**WORK REQUIRED:**
Pick out every line in the records below that contains the word "shirt", and copy each one.

++++++++++++++++++++

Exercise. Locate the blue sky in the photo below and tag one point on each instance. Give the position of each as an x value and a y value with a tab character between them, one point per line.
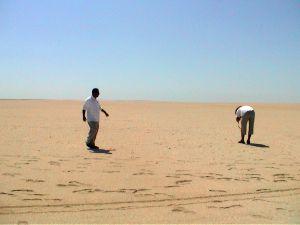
169	50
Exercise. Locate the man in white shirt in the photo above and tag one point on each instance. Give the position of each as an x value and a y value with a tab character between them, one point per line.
246	114
92	109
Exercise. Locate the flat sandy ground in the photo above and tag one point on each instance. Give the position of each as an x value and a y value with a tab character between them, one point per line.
159	163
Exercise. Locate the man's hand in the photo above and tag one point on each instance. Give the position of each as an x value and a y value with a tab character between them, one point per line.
83	116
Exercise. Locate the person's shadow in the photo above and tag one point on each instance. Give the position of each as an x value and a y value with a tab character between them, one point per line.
259	145
100	151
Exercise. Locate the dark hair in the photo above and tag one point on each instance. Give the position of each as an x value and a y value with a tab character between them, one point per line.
95	90
237	109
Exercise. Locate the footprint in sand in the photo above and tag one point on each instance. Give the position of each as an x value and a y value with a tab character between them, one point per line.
182	210
72	184
183	182
34	181
53	163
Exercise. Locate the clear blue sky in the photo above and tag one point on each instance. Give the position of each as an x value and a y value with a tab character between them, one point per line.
212	51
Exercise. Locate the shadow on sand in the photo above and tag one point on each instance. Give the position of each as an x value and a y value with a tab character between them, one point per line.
259	145
101	151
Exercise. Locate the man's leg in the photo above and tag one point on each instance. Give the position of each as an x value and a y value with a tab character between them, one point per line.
94	126
251	125
244	121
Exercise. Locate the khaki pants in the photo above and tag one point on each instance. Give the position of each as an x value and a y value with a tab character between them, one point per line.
249	116
94	127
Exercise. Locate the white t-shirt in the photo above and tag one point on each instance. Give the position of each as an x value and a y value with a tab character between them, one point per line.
92	108
242	110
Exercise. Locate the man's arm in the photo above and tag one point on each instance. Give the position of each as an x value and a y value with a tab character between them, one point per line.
106	114
83	115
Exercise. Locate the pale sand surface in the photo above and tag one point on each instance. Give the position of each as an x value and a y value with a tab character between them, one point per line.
168	163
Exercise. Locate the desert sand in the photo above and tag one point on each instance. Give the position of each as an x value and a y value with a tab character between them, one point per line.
160	163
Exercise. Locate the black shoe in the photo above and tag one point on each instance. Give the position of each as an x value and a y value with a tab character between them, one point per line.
92	146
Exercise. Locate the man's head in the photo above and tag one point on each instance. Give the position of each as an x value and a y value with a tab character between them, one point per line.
95	92
237	109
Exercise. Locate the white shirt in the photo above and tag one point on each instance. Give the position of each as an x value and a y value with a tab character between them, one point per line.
92	108
242	110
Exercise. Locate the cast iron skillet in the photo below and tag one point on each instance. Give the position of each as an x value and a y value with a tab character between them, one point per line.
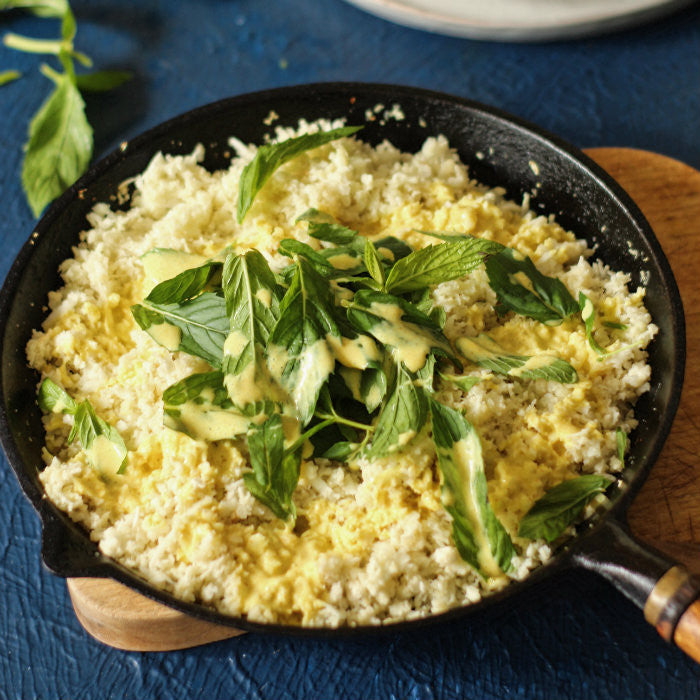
499	150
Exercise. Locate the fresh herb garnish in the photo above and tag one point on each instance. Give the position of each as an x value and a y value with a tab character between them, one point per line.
522	288
60	138
275	470
438	263
486	352
272	156
560	507
102	444
480	537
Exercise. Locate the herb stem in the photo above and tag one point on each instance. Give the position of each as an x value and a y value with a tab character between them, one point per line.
30	45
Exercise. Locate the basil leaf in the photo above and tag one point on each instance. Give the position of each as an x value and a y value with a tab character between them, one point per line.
373	264
299	355
522	288
465	383
400	325
59	147
53	399
560	507
102	80
7	76
252	302
200	407
185	285
588	318
402	417
271	156
292	248
438	263
486	352
621	439
198	326
479	536
102	444
275	472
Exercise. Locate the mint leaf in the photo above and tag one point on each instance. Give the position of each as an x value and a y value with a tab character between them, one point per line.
200	407
102	80
275	472
560	507
438	263
271	156
40	8
479	536
299	355
400	325
486	352
185	285
102	444
252	302
402	417
198	326
59	147
373	264
522	288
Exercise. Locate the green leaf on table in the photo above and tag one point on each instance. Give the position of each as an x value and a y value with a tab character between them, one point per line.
272	156
200	407
299	354
402	416
561	506
102	444
482	350
479	536
102	80
7	76
275	471
198	326
522	288
438	263
59	146
397	323
40	8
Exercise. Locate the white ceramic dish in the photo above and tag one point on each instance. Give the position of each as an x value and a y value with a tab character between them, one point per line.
520	20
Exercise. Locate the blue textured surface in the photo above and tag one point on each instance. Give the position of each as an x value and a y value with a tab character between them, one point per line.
576	638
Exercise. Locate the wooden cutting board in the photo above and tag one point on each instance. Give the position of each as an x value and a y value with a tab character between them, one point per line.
666	513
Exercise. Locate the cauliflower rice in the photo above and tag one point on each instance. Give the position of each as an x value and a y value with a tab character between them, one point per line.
377	545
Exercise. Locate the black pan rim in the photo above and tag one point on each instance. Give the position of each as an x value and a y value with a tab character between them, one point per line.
108	568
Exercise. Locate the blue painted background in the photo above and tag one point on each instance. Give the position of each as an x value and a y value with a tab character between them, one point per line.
575	638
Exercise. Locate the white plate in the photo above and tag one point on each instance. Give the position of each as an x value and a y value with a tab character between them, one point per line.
519	20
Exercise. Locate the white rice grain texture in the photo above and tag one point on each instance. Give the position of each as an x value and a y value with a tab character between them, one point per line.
377	542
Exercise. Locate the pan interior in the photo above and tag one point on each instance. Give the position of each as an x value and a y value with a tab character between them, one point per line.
498	151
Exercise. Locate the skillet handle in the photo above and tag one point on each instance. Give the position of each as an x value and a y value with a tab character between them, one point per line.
667	592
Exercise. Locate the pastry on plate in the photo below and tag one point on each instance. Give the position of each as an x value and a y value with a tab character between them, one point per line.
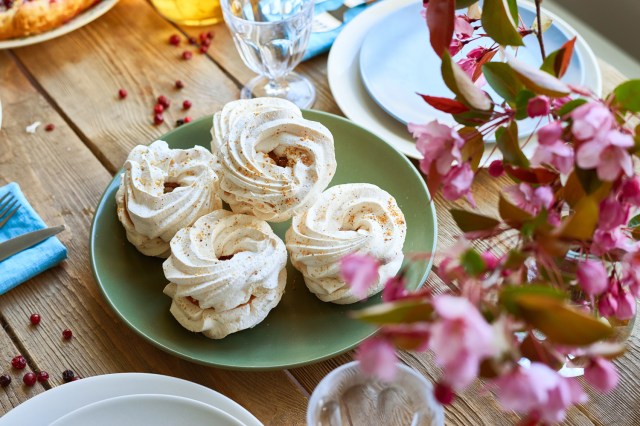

++++++++++++++++++++

**FULL OUTPUT:**
Exercise. Locate the man in white shirt in the photo above and tag one point on each instance. Give the position of each as an x value and a y value with a tab character between them, one point per line.
Exercise. Locate the white t-shirt in the photo above and tag one point on each instance. Give the position of each as an x value and a y value with a tab character between them, one point per line.
Exercise. Locate the white shirt in the photo above and tag one point on each instance. Give the position of each as an x value and a y value with a tab character between them, one point per line.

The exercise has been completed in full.